## Исходный отрывок
- - - - - - -

Про каждое дерево и лиану Няринг объясняет, какой от них толк. Почти все они помогают от ядовитых змей и пауков — после этого мое внимание сосредоточено на том, чтобы ни на что такое не наступить.
Сзади стонет Кок, снимая с себя уже двадцать восьмую пиявку. Тем временем над головой слышно жуткое хлопанье крыльев; краем глаза я замечаю тень, скользнувшую по листве соседнего дерева.
"Птица-носорог", — на слух определил Няринг. Это здоровенное, с орла размером, создание — священная птица ибанов.
Гадание по полету птиц у соплеменников Няринга по сложности и развитости не уступает древнеримскому; я умудряюсь вспомнить, что встретить птицу-носорога в джунглях по правую руку считается самым благоприятным знаком, и тут же сообщаю это Нярингу.
"Ты, я смотрю, книжки читаешь", — говорит он. Охотники на оленей Вернувшись в гостиницу (в душе я все-таки обнаружил на ноге прокравшуюся пиявку), мы устраиваемся на террасе за тарелками с курицей в бамбуке. Няринг рассказывает про великую битву у Нанга-Пила, как будто дело было только в прошлом году (на самом деле — в апреле 1916-го), про войну с японцами.
"После войны они в джунглях много лет отсиживались.
Наши, бывало, пойдут на охоту, а японцы там уже заросли все, волосы до плеч, воняют — больше на оленей похожи.
Наши ближе подходят, глянь — а это люди.
Сразу им головы снимают. Черепа я тебе завтра покажу".

- - - - - - -

## Данные сегментации
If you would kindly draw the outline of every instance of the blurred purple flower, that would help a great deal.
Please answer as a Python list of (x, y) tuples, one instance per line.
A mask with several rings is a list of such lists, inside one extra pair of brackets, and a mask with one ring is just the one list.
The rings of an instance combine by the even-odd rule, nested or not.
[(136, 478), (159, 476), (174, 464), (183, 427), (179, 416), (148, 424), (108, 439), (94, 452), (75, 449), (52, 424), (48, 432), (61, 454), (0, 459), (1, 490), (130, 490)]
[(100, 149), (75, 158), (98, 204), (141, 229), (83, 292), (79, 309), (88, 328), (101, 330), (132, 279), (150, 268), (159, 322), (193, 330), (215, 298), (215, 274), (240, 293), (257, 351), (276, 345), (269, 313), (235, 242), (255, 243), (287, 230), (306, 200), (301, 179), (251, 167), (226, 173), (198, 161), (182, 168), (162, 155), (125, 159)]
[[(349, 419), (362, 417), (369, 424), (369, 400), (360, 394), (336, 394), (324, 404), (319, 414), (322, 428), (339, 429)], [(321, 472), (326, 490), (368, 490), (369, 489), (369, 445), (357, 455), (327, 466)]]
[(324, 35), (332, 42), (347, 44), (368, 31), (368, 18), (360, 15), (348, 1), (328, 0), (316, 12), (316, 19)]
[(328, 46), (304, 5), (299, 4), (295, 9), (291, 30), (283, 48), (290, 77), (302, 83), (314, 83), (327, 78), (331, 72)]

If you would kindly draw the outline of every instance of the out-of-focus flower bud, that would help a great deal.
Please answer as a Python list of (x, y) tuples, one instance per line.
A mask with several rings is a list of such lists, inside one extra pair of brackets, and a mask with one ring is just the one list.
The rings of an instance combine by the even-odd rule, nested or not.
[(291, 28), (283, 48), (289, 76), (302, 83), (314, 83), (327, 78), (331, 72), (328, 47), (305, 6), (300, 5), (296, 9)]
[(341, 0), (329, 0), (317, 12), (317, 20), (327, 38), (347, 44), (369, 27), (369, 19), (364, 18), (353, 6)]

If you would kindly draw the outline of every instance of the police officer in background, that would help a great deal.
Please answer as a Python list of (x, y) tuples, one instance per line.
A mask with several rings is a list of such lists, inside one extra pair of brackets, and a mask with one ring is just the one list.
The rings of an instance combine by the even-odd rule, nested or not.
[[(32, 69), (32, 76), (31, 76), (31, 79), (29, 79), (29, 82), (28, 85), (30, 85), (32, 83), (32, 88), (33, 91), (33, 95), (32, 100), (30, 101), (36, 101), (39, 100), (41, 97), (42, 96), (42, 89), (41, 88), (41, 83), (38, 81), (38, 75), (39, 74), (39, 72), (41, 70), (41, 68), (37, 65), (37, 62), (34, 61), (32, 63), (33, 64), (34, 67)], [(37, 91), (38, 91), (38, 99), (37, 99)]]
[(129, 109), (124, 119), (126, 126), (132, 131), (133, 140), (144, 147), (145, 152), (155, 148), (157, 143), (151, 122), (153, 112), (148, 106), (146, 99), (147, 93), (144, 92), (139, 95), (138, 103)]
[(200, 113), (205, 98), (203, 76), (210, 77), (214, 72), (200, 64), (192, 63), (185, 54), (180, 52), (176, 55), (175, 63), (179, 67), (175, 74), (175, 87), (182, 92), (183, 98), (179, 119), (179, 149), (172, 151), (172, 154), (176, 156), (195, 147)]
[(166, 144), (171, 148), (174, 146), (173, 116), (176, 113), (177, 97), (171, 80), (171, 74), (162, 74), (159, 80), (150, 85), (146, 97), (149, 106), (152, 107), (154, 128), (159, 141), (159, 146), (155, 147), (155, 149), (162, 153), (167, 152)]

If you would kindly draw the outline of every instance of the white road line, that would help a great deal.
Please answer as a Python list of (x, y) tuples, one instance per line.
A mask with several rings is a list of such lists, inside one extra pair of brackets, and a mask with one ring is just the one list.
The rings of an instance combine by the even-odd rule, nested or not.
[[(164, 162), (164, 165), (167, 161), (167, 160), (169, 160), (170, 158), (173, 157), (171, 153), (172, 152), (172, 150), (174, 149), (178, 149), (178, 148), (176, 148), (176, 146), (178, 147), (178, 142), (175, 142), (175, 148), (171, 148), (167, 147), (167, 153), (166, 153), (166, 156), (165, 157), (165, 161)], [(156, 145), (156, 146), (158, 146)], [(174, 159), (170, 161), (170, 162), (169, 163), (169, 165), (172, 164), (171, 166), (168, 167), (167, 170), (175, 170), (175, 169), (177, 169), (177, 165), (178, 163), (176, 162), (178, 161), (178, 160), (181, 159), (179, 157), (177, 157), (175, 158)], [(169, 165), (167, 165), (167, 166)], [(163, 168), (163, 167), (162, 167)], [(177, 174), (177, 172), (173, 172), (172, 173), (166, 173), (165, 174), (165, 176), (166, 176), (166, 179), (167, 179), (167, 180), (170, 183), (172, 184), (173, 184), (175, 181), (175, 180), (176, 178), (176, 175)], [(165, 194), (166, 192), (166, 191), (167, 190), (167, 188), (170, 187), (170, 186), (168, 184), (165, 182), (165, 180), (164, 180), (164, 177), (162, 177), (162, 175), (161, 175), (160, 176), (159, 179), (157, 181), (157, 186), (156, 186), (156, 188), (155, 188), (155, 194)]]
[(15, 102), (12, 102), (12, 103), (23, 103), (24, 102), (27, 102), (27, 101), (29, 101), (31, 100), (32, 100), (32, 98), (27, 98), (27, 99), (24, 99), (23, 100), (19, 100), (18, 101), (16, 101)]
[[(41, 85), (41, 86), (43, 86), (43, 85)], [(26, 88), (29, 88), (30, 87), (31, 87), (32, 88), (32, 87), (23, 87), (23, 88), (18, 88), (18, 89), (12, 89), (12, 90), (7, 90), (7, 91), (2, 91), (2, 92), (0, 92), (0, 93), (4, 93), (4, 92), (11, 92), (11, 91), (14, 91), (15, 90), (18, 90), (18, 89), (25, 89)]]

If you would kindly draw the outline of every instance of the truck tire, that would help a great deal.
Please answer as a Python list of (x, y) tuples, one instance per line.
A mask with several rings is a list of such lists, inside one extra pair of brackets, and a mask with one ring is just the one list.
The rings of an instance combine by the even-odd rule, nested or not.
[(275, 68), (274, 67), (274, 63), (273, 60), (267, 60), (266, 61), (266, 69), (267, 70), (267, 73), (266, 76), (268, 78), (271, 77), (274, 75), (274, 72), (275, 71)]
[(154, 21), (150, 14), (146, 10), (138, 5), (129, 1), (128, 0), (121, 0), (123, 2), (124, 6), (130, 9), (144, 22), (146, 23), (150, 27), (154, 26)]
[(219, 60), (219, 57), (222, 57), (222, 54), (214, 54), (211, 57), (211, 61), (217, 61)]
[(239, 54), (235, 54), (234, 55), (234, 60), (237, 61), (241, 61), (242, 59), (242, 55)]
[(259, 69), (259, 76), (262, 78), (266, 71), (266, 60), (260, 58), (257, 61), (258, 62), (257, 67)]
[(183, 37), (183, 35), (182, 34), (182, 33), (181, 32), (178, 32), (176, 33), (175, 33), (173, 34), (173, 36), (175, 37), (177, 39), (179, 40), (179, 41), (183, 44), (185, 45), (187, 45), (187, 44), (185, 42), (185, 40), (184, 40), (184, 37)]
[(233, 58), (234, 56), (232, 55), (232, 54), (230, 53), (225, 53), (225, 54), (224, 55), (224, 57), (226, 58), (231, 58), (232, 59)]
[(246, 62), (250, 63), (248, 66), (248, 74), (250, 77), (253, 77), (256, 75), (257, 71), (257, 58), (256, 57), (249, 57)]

- - - - - - -

## Обязательные задания
1. Приведите заново весь отрывок о походе по джунглям с Нярингом, слово в слово.
2. Отредактируйте строки перечня от строки с «bud, that would help a great deal.» до строки с «5), (296, 9)]» включительно, заменив «out-of-focus» на «blurry» и ничего больше не меняя. Выведите только эти строки.

## Ответы
1.
Про каждое дерево и лиану Няринг объясняет, какой от них толк. Почти все они помогают от ядовитых змей и пауков — после этого мое внимание сосредоточено на том, чтобы ни на что такое не наступить.
Сзади стонет Кок, снимая с себя уже двадцать восьмую пиявку. Тем временем над головой слышно жуткое хлопанье крыльев; краем глаза я замечаю тень, скользнувшую по листве соседнего дерева.
"Птица-носорог", — на слух определил Няринг. Это здоровенное, с орла размером, создание — священная птица ибанов.
Гадание по полету птиц у соплеменников Няринга по сложности и развитости не уступает древнеримскому; я умудряюсь вспомнить, что встретить птицу-носорога в джунглях по правую руку считается самым благоприятным знаком, и тут же сообщаю это Нярингу.
"Ты, я смотрю, книжки читаешь", — говорит он. Охотники на оленей Вернувшись в гостиницу (в душе я все-таки обнаружил на ноге прокравшуюся пиявку), мы устраиваемся на террасе за тарелками с курицей в бамбуке. Няринг рассказывает про великую битву у Нанга-Пила, как будто дело было только в прошлом году (на самом деле — в апреле 1916-го), про войну с японцами.
"После войны они в джунглях много лет отсиживались.
Наши, бывало, пойдут на охоту, а японцы там уже заросли все, волосы до плеч, воняют — больше на оленей похожи.
Наши ближе подходят, глянь — а это люди.
Сразу им головы снимают. Черепа я тебе завтра покажу".

2.
If you would kindly draw the outline of every instance of the blurry flower bud, that would help a great deal.
Please answer as a Python list of (x, y) tuples, one instance per line.
A mask with several rings is a list of such lists, inside one extra pair of brackets, and a mask with one ring is just the one list.
The rings of an instance combine by the even-odd rule, nested or not.
[(291, 28), (283, 48), (289, 76), (302, 83), (314, 83), (327, 78), (331, 72), (328, 47), (305, 6), (300, 5), (296, 9)]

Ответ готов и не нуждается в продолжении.